**Your objective**
Count the lines in the listing below that contain the word "overcast". Reply with the number only.

**Stored data**

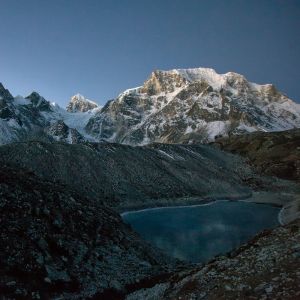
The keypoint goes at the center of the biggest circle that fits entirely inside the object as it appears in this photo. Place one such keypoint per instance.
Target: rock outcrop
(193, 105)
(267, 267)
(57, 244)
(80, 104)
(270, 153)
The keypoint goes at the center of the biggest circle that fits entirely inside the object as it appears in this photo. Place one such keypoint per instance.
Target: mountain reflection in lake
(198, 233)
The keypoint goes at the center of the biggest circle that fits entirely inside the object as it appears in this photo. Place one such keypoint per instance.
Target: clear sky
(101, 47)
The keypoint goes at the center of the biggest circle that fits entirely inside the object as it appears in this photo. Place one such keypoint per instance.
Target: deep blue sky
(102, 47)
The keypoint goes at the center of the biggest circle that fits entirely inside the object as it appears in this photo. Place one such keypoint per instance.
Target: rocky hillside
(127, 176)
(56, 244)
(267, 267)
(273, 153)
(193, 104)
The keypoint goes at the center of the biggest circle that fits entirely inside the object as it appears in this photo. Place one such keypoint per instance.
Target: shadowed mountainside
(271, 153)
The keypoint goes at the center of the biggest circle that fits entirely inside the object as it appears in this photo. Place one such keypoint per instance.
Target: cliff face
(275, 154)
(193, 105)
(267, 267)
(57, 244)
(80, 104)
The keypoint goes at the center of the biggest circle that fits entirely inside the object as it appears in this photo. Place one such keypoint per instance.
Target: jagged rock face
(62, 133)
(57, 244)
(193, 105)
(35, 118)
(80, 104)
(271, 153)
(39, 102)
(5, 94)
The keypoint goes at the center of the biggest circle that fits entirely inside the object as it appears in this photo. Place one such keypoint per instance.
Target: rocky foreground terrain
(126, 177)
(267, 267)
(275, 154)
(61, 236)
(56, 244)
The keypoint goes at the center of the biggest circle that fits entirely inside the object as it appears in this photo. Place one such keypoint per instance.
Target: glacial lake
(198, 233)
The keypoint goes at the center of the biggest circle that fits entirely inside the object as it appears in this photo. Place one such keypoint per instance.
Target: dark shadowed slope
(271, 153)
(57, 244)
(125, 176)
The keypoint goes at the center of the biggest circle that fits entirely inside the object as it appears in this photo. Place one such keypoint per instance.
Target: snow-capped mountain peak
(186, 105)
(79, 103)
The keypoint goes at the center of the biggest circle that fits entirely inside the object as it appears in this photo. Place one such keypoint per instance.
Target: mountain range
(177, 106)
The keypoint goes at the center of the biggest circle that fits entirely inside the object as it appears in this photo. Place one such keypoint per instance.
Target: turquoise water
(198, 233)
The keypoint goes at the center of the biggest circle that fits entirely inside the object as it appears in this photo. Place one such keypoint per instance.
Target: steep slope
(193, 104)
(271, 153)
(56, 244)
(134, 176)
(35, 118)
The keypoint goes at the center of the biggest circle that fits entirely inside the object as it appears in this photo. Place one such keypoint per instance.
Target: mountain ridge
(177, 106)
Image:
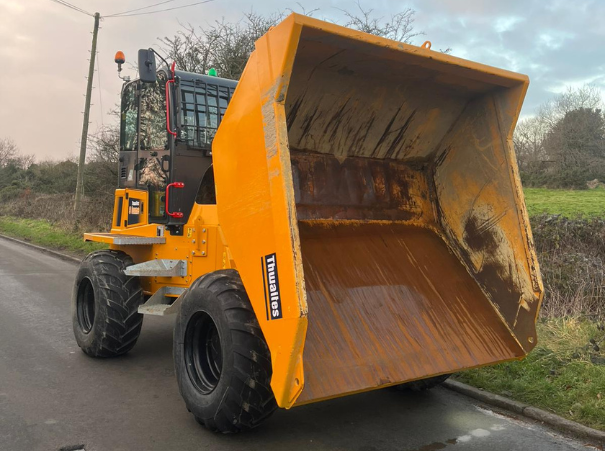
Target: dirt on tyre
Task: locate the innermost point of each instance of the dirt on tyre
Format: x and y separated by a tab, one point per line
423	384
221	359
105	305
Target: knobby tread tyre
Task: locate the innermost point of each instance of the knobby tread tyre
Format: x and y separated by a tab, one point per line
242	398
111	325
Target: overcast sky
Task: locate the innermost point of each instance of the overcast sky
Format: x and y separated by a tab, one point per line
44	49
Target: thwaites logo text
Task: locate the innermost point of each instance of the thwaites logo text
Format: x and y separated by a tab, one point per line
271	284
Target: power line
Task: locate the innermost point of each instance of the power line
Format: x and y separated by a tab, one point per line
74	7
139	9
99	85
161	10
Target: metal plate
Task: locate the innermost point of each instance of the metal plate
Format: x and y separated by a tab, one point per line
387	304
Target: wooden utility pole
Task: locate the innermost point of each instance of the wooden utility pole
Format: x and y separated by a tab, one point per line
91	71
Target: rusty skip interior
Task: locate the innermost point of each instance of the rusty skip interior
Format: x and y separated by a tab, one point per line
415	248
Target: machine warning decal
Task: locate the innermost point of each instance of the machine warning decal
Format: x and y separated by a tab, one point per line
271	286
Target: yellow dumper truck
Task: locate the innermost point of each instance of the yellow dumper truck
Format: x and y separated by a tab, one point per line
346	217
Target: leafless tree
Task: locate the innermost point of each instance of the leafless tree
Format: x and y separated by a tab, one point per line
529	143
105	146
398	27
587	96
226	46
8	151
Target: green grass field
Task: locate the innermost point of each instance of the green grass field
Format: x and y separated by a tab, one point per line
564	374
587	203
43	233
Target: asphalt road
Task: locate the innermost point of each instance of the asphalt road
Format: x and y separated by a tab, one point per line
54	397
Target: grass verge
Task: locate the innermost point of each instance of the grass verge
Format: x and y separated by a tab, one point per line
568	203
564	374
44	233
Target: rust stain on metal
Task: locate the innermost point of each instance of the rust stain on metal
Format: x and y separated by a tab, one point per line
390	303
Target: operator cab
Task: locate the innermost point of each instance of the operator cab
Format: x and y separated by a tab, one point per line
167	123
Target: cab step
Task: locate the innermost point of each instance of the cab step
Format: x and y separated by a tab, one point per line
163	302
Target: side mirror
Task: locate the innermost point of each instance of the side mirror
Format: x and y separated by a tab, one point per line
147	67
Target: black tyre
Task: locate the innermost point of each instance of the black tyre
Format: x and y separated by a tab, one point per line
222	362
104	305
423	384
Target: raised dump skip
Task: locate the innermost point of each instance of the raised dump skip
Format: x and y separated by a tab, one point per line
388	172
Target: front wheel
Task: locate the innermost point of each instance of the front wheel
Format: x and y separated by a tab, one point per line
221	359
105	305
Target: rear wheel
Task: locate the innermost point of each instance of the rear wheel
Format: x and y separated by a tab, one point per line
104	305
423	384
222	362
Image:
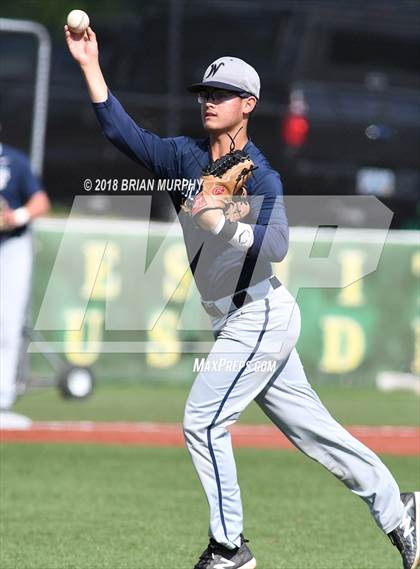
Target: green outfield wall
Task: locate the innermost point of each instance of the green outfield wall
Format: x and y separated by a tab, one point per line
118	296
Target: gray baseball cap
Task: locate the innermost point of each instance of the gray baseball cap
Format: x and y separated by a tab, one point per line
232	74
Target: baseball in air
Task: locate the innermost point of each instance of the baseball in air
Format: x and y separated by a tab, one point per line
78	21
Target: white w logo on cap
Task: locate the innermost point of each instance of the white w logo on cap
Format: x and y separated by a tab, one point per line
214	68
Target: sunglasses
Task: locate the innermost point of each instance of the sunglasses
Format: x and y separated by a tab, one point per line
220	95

...

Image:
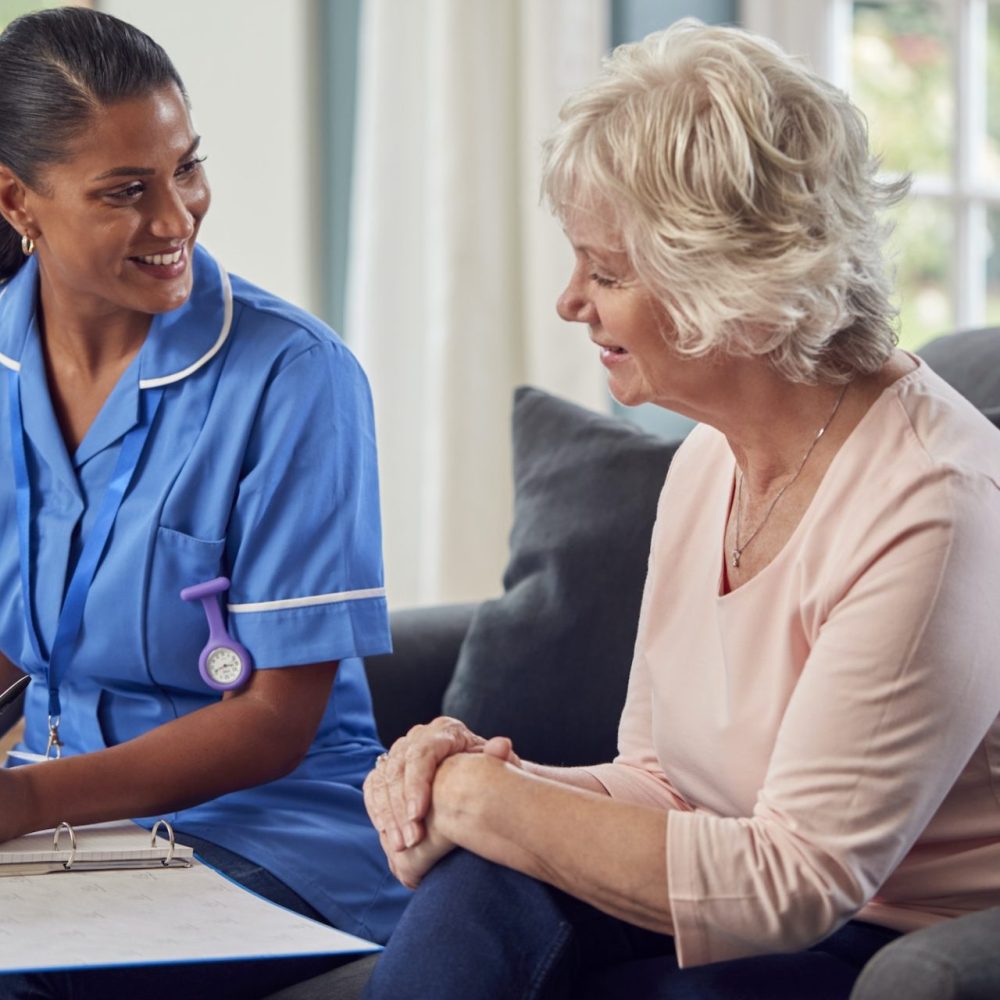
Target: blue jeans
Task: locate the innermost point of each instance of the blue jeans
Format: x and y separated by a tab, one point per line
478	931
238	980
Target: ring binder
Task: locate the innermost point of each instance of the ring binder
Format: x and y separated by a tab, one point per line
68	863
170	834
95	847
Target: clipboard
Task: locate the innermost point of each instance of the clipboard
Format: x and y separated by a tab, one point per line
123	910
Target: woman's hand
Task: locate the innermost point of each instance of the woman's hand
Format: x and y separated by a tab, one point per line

**Result**
2